→ **SUPPLIED TEXT**
Mileage Reimbursements: If an employee travels for work in their personal car, it’s customary for the employer to reimburse the employee for this travel (the current IRS reimbursement rate is $0.67 per mile). As a post-tax commuter benefit, employers can extend this policy to workers’ commute.

Hybrid Charging Stations: As a way to encourage the purchase and use of electric vehicles, and support employees’ commutes, employers can offer employees a stipend for hybrid and electric vehicle charging stations. 

Paying for qualified expenses with your benefits

There are many ways to pay for qualified expenses using your commuter benefits. If your benefits administrator issues a debit card linked to your account, you can simply use it at approved vendors like your mass transit operator (e.g. SFMuni), or rideshare company.

Other ways to pay for your commute include: vouchers, smart cards, transit passes and direct payments to vendors like the garage with which you have a monthly parking arrangement.

Some benefits administrators have strict policies about how you use your commuter account to pay for certain expenses. For example they might require you to pay for mass transit costs using your benefits debit card. So make sure you read the details of your benefits plan before you start using your account.

Reimbursing yourself for qualified expenses with parking benefits

If you’re receiving a cash reimbursement for work-related parking expenses for which you’ve paid out of pocket, you need to file a claim with your benefits administrator. Although the process for filing a claim may differ between companies, you will probably need your receipts and to file your claim within 180 days of incurring the expense.

Most administrators have a digital portal through which you can file your claim for parking reimbursement.

What else you need to know about your commuter benefits

  • They can only be used for expenses related to your commute. Parking, transit and other travel expenses used for personal reasons or for your spouse or dependents aren’t eligible.

  • Depending on your provider, you can always transfer your balance between Parking and Mass Transit accounts. However, Lively's commuter benefits enable you to do so, enabling a more flexible approach to commuting.

  • You can only claim up to the amount that’s in your benefits account at the time you submit the expense for reimbursement.

→ **RECORDS PROVIDED**
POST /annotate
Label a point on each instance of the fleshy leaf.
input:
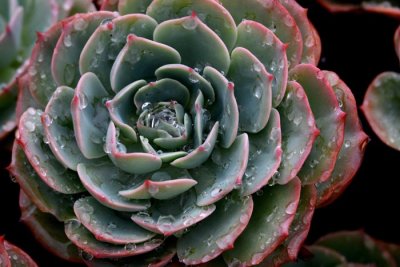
(30, 137)
(10, 39)
(165, 183)
(75, 34)
(197, 44)
(162, 90)
(274, 16)
(173, 215)
(224, 109)
(252, 90)
(41, 83)
(208, 239)
(199, 155)
(310, 37)
(108, 39)
(263, 44)
(46, 199)
(47, 230)
(264, 156)
(58, 128)
(381, 107)
(352, 151)
(274, 211)
(298, 131)
(16, 256)
(130, 7)
(216, 17)
(122, 112)
(160, 257)
(103, 181)
(132, 162)
(83, 239)
(322, 256)
(106, 225)
(139, 59)
(188, 77)
(90, 115)
(329, 119)
(298, 231)
(218, 176)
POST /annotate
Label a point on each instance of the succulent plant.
(387, 7)
(381, 105)
(350, 248)
(181, 127)
(11, 255)
(20, 20)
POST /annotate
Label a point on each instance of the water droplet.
(69, 74)
(193, 78)
(291, 208)
(106, 148)
(257, 91)
(80, 24)
(130, 246)
(244, 218)
(347, 143)
(215, 192)
(83, 101)
(100, 47)
(32, 71)
(297, 119)
(146, 106)
(47, 119)
(86, 256)
(313, 163)
(29, 126)
(309, 42)
(40, 57)
(269, 40)
(190, 23)
(257, 67)
(67, 40)
(166, 222)
(121, 147)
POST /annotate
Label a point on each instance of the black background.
(357, 47)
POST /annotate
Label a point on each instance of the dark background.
(357, 47)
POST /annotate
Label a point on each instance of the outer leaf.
(330, 121)
(47, 230)
(217, 233)
(30, 137)
(352, 151)
(274, 211)
(381, 107)
(298, 230)
(75, 34)
(298, 131)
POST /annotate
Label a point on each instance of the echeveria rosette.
(20, 23)
(386, 7)
(11, 255)
(350, 248)
(187, 131)
(381, 105)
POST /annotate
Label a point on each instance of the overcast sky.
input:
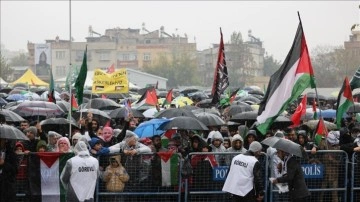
(274, 22)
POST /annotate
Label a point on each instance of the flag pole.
(316, 92)
(70, 86)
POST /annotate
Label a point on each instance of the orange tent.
(30, 78)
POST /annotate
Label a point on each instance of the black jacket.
(295, 179)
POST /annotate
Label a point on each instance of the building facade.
(123, 48)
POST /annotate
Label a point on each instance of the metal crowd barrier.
(325, 176)
(151, 179)
(206, 181)
(355, 177)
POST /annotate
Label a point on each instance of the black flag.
(221, 80)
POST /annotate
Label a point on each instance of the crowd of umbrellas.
(18, 104)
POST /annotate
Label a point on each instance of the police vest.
(83, 176)
(240, 179)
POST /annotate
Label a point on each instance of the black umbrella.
(38, 108)
(207, 110)
(210, 119)
(6, 90)
(102, 104)
(60, 125)
(122, 112)
(190, 107)
(247, 118)
(284, 145)
(65, 106)
(88, 94)
(101, 116)
(235, 109)
(174, 112)
(281, 122)
(11, 132)
(206, 103)
(250, 98)
(184, 123)
(11, 116)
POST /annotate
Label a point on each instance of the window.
(60, 55)
(147, 56)
(60, 71)
(125, 57)
(105, 55)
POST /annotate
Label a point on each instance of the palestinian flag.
(345, 100)
(169, 168)
(300, 110)
(168, 98)
(74, 105)
(149, 97)
(233, 95)
(355, 81)
(321, 131)
(314, 109)
(287, 84)
(44, 176)
(167, 137)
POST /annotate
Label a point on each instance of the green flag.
(51, 93)
(355, 81)
(80, 81)
(71, 77)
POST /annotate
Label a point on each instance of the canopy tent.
(3, 82)
(30, 78)
(89, 80)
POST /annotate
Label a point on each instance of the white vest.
(240, 179)
(83, 178)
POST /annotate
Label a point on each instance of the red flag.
(314, 109)
(168, 98)
(151, 97)
(300, 110)
(111, 69)
(321, 131)
(221, 80)
(74, 105)
(212, 160)
(107, 124)
(233, 95)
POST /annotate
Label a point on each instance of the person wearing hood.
(244, 180)
(216, 146)
(108, 137)
(74, 139)
(80, 174)
(63, 145)
(41, 146)
(115, 175)
(236, 146)
(53, 137)
(294, 177)
(249, 138)
(97, 147)
(130, 145)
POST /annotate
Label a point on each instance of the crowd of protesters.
(124, 173)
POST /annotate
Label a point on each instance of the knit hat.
(255, 146)
(279, 134)
(31, 129)
(333, 137)
(237, 137)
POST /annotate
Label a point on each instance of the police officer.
(80, 174)
(244, 180)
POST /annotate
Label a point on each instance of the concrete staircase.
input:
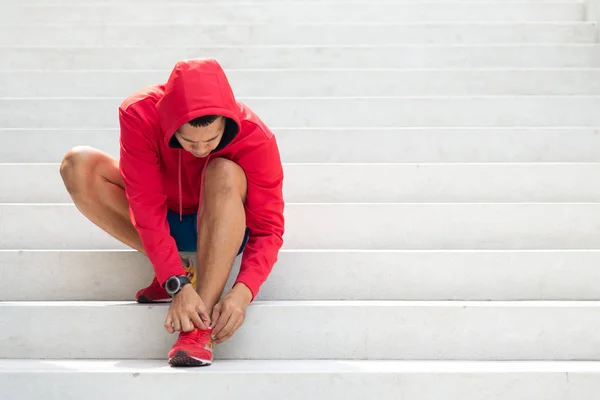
(443, 216)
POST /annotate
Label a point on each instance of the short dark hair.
(203, 121)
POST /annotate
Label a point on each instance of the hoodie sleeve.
(264, 214)
(140, 167)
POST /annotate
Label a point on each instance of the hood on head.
(196, 88)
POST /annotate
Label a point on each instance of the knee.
(77, 168)
(224, 178)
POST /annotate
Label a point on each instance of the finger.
(186, 325)
(235, 328)
(176, 325)
(221, 323)
(197, 321)
(228, 328)
(169, 324)
(216, 314)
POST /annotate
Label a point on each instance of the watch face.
(172, 285)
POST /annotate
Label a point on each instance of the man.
(198, 171)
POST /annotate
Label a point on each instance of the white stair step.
(316, 82)
(351, 226)
(443, 145)
(215, 2)
(299, 379)
(424, 111)
(274, 12)
(323, 275)
(370, 183)
(319, 330)
(297, 34)
(392, 56)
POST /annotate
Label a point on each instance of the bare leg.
(96, 186)
(222, 227)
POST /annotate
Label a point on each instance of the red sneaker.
(192, 349)
(157, 294)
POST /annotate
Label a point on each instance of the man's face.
(200, 141)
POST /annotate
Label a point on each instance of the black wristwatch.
(174, 284)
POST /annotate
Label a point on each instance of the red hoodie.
(159, 174)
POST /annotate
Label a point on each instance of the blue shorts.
(185, 232)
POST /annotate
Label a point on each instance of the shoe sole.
(182, 359)
(145, 300)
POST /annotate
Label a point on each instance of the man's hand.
(229, 313)
(187, 310)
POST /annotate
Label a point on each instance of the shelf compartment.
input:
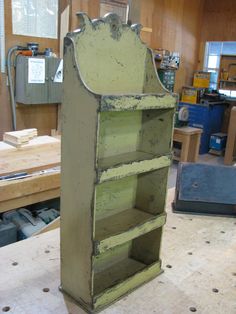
(133, 273)
(117, 167)
(137, 102)
(145, 133)
(125, 267)
(124, 226)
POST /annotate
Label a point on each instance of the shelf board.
(137, 102)
(120, 166)
(121, 278)
(123, 227)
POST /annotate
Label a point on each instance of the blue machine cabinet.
(207, 117)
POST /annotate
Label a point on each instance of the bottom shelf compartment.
(134, 275)
(116, 273)
(123, 268)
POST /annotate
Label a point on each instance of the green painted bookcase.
(117, 123)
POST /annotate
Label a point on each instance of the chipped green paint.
(146, 226)
(133, 168)
(127, 285)
(134, 102)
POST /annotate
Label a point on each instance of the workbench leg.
(230, 145)
(185, 148)
(194, 147)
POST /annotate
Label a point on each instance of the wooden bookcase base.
(115, 293)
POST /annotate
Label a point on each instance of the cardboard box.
(218, 141)
(201, 79)
(191, 94)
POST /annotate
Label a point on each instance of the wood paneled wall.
(218, 24)
(176, 27)
(219, 21)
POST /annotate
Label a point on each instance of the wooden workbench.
(42, 153)
(230, 150)
(200, 249)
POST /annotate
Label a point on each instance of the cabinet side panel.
(79, 133)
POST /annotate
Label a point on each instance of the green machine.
(116, 152)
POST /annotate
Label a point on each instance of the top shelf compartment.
(137, 102)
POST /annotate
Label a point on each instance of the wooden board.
(207, 183)
(200, 251)
(30, 158)
(22, 192)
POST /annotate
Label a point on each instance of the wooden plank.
(133, 168)
(19, 188)
(30, 159)
(140, 102)
(207, 183)
(51, 226)
(123, 227)
(29, 199)
(187, 130)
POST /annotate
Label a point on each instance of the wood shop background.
(194, 56)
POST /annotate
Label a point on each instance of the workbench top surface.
(188, 130)
(198, 267)
(41, 153)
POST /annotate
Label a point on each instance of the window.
(213, 50)
(37, 18)
(119, 7)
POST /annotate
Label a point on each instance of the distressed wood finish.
(116, 151)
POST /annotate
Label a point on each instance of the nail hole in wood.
(192, 309)
(215, 290)
(46, 289)
(6, 309)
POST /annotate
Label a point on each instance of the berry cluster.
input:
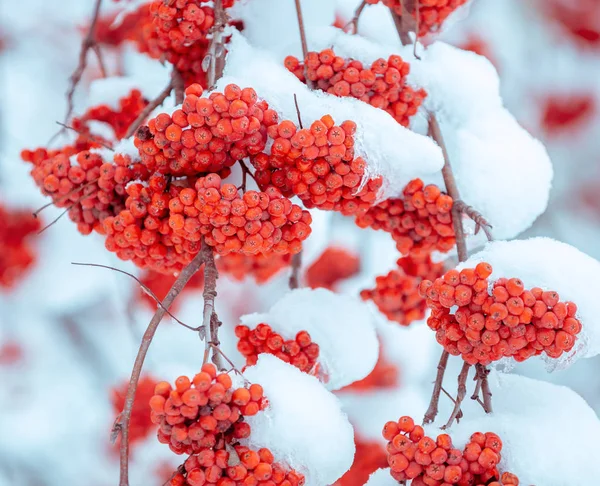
(431, 14)
(369, 457)
(205, 412)
(396, 294)
(262, 266)
(160, 284)
(334, 265)
(421, 222)
(318, 165)
(140, 424)
(208, 134)
(239, 466)
(301, 352)
(119, 120)
(509, 321)
(382, 85)
(16, 252)
(415, 456)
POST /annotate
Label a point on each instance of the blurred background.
(69, 334)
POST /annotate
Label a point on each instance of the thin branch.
(210, 292)
(294, 282)
(88, 43)
(156, 102)
(122, 424)
(354, 22)
(303, 41)
(432, 411)
(462, 391)
(144, 287)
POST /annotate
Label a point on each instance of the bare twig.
(303, 41)
(159, 100)
(210, 292)
(88, 43)
(432, 411)
(353, 24)
(122, 425)
(462, 391)
(144, 287)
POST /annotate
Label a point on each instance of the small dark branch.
(451, 189)
(295, 275)
(476, 217)
(178, 86)
(303, 41)
(462, 391)
(123, 424)
(145, 288)
(352, 26)
(432, 411)
(485, 388)
(156, 102)
(88, 43)
(91, 137)
(402, 32)
(210, 292)
(298, 111)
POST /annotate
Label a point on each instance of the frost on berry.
(382, 84)
(396, 294)
(485, 321)
(17, 253)
(419, 222)
(412, 455)
(300, 351)
(140, 425)
(206, 412)
(318, 165)
(333, 265)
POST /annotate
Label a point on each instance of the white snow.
(342, 326)
(552, 265)
(549, 433)
(303, 425)
(389, 149)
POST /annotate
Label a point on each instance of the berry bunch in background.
(508, 321)
(382, 84)
(17, 253)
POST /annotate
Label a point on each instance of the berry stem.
(303, 41)
(210, 321)
(462, 391)
(122, 423)
(432, 411)
(89, 41)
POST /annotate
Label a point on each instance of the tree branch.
(462, 391)
(122, 423)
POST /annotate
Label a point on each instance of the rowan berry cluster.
(301, 351)
(262, 266)
(382, 85)
(140, 424)
(334, 265)
(119, 120)
(238, 466)
(17, 254)
(369, 457)
(431, 14)
(396, 294)
(421, 222)
(414, 456)
(318, 165)
(206, 412)
(507, 321)
(208, 134)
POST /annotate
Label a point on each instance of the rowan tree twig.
(121, 425)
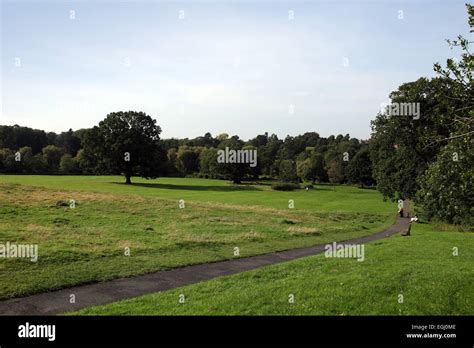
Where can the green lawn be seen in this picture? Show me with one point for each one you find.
(422, 268)
(88, 243)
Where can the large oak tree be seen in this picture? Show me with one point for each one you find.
(125, 143)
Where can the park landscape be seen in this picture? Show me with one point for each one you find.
(116, 201)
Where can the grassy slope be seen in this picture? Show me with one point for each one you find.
(87, 243)
(421, 267)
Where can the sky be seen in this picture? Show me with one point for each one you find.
(239, 67)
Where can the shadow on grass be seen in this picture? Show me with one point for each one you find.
(228, 188)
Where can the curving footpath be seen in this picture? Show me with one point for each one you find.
(56, 302)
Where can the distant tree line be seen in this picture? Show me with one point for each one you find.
(303, 158)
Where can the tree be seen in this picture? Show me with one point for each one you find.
(336, 172)
(359, 169)
(126, 143)
(208, 163)
(68, 164)
(287, 171)
(447, 190)
(232, 171)
(188, 159)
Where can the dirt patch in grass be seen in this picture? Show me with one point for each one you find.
(25, 195)
(304, 230)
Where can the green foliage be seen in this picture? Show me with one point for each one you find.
(53, 154)
(336, 172)
(125, 143)
(68, 165)
(287, 171)
(359, 169)
(447, 191)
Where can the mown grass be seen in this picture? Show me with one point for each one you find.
(422, 268)
(88, 243)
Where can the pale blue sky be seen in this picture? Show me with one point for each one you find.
(235, 67)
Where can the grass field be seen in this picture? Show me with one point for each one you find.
(421, 268)
(88, 243)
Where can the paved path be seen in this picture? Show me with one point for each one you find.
(55, 302)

→ **QUESTIONS TO ANSWER**
• 1. According to the commuter benefits text, within how many days of incurring a parking expense will you probably need to file a reimbursement claim?
• 2. Write the next part of the commuter benefits text, picking up after its final bullet point.
The data has nothing to do with the commuter benefits text.

→ **RESULTS BY TASK**
• 1. Within 180 days of incurring the expense.

• 2.
How to bundle your commuter benefits with other employee benefits

One of the great things about offering commuter benefits, is that you can offer them alongside any other type of flexible or health benefit without restriction. In order to decide which style of commuter benefit to offer, and which additional benefits you want to include in your package, you must first determine the problems you’re trying to solve and the goals you’re trying to achieve with your benefits package. Here are a couple of ideas for bundles.

Goal #1: You want to improve company culture. 

Bundle: Pre-tax Commuter Benefit + Lifestyle Spending Account (LSA). If you want to improve company culture and you feel that getting employees back into the office is a big part of that initiative, then offering a commuter benefit will go a long way toward not only encouraging employees to come back into the office, but providing them with an incentive to do so. The LSA is a benefit that allows employers to give employees post-tax money to pay for everyday life and personal expenses like gym memberships, food at the office, "last mile" commuting expenses, pet care, hobbies and more. Pairing these together shows employees that the company cares about the financial impact commuting has on their lives and who they are outside of work.

Goal #2: You want to help alleviate financial stress among employees.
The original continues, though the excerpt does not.